» **Data provided**:
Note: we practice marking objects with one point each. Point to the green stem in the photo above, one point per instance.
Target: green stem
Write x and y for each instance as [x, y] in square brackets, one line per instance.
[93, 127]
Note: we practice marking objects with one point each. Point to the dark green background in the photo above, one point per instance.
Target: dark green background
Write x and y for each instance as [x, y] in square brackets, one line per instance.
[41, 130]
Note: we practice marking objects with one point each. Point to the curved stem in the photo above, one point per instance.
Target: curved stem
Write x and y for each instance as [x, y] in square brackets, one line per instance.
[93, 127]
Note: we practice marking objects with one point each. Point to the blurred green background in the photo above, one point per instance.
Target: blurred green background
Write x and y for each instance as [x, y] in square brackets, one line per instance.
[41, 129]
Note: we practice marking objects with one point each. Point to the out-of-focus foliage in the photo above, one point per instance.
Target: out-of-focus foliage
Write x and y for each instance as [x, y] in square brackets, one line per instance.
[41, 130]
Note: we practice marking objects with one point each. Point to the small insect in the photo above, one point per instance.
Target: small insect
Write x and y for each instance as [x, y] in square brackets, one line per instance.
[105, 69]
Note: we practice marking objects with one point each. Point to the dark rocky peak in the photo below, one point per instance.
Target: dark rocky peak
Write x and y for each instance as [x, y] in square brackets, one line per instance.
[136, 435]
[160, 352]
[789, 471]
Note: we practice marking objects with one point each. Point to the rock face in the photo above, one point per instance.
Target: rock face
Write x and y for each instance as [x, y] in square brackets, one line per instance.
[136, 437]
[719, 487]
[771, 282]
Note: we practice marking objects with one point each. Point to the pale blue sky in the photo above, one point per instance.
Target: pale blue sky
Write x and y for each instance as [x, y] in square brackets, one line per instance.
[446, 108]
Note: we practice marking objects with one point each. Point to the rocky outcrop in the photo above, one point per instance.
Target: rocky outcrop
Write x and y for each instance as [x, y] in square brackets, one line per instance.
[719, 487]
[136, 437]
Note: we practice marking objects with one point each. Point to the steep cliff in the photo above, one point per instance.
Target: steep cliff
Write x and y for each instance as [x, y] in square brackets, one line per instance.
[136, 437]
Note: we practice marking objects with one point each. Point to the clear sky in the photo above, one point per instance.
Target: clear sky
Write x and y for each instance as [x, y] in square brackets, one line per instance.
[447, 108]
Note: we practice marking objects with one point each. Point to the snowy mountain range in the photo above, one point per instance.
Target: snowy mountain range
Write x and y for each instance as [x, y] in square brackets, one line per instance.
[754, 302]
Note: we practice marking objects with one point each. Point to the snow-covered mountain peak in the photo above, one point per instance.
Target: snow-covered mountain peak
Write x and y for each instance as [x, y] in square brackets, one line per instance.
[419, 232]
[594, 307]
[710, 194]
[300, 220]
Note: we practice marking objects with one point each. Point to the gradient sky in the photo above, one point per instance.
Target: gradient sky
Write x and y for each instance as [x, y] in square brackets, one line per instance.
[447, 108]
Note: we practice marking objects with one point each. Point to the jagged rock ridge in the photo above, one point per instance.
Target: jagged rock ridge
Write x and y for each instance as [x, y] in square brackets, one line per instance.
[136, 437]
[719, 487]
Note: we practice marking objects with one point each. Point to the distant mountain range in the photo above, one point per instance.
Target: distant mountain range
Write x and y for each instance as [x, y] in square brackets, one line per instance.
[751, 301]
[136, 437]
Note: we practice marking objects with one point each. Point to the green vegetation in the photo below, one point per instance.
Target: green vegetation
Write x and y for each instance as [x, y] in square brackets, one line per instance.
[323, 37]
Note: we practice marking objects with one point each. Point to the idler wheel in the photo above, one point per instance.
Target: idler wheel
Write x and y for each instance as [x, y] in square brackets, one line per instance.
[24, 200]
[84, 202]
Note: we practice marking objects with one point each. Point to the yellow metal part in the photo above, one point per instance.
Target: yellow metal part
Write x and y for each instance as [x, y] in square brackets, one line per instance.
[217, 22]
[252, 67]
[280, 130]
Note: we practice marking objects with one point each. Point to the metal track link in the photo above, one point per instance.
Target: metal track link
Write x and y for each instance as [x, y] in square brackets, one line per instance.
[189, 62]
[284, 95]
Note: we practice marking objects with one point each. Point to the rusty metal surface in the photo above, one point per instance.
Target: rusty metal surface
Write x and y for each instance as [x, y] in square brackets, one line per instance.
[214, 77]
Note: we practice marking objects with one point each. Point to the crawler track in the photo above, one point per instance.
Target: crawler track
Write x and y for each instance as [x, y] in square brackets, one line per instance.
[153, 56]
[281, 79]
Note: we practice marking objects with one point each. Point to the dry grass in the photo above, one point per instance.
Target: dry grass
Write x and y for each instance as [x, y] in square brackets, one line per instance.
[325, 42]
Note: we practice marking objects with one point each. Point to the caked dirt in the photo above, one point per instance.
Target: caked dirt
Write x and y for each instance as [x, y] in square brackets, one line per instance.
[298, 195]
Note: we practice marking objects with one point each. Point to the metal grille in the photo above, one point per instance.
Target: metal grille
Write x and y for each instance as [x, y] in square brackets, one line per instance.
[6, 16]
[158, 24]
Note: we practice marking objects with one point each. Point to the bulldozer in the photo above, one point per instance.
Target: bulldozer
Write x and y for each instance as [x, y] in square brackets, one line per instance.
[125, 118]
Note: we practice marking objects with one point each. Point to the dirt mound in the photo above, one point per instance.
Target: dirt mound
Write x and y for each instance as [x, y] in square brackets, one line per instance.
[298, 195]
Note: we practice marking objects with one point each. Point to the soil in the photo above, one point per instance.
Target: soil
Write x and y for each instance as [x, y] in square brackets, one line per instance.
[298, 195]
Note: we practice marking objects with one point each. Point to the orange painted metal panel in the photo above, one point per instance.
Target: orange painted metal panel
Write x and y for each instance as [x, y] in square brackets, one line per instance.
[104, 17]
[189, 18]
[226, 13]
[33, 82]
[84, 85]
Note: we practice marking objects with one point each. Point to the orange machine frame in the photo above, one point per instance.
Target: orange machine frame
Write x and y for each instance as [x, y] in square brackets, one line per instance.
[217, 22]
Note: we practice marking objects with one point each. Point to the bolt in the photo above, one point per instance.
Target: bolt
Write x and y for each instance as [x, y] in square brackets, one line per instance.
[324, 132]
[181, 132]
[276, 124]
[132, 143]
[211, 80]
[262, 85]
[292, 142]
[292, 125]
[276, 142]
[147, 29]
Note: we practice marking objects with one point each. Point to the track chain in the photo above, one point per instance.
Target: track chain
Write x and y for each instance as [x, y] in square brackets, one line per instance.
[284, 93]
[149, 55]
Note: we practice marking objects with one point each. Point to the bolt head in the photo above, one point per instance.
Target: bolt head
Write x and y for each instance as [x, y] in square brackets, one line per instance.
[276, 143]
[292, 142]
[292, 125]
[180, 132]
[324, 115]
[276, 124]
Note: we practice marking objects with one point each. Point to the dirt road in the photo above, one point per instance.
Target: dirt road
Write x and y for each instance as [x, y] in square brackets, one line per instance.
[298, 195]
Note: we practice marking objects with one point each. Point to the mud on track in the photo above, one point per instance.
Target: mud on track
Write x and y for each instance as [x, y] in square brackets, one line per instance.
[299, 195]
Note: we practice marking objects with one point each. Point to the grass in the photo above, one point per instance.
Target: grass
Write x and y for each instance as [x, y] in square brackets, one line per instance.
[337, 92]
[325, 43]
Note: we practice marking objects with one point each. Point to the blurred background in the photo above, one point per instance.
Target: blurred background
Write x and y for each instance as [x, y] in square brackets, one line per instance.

» **Exercise directions**: Repeat the line that contains "the dirt road", then every line after it until the records end, with nothing added.

» **Answer below**:
Note: we practice marking objects with one point each. Point to the dirt road in the photo above, one point per instance.
Target: dirt road
Write x and y for each instance as [x, y] in square brackets, one line per instance.
[298, 195]
Note: we practice marking objects with one point each. Point to the mud on track in the photo above, one point per instance.
Target: mud on track
Write x and y for each instance as [x, y] in square brackets, one line per instance.
[299, 195]
Note: we practice marking objects with one point each. Point to the grass in the photo above, one point per instance.
Target: grass
Write x and y for each instance as [x, y] in square brackets, one line per instance.
[337, 92]
[325, 43]
Note: we practice marking objects with one point each. Point to the blurred background in the photo above, one point per instance.
Target: blurred background
Write x and y for each instance as [x, y] in square brackets, one line per instance.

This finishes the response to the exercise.